### RECORDS TO PROCESS
*** Begin section ***

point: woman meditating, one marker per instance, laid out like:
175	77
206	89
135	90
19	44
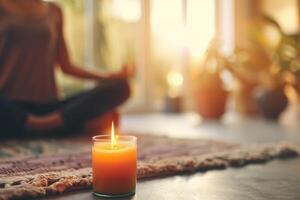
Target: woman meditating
31	46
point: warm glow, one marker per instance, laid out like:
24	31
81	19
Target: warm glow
175	81
173	35
126	10
113	140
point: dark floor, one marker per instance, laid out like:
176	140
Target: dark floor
279	179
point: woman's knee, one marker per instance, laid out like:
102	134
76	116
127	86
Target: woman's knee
119	90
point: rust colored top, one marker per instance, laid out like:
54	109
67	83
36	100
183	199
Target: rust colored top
28	54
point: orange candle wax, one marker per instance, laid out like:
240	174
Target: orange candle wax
114	166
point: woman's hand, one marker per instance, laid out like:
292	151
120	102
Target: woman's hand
125	73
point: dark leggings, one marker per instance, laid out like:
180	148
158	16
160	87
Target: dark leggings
75	110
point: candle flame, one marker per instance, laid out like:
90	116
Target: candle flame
113	141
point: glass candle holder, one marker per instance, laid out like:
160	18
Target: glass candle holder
114	163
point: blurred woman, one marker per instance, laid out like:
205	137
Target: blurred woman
31	46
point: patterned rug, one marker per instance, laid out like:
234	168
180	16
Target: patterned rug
37	168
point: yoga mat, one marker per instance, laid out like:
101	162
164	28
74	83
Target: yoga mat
37	168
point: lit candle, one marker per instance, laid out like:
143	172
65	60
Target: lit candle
114	161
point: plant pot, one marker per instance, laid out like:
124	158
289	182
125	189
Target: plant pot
270	102
211	97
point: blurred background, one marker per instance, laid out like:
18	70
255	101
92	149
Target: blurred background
210	57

*** End section ***

### TASK REQUIREMENTS
Of the entries listed above, reproduce only the lines starting at the line containing "point: candle flame, one" and ending at the line containing "point: lit candle, one". Include both, exactly as they stand.

### SOLUTION FOR THIS PROBLEM
point: candle flame, one marker per instance, laid out like:
90	116
Target: candle flame
113	141
point: glass candle holder, one marker per instance, laid out like:
160	18
Target: glass candle holder
114	163
point: blurred woman, one marker per instance, laid out like:
205	137
Target: blurred woman
31	46
point: patterned rug, one marker per instance, laid out like:
234	168
180	16
Target: patterned rug
37	168
point: yoga mat, one marker per instance, laid out like:
101	162
164	28
74	83
Target: yoga mat
37	168
point: lit candle, one marker per instance, laid out like:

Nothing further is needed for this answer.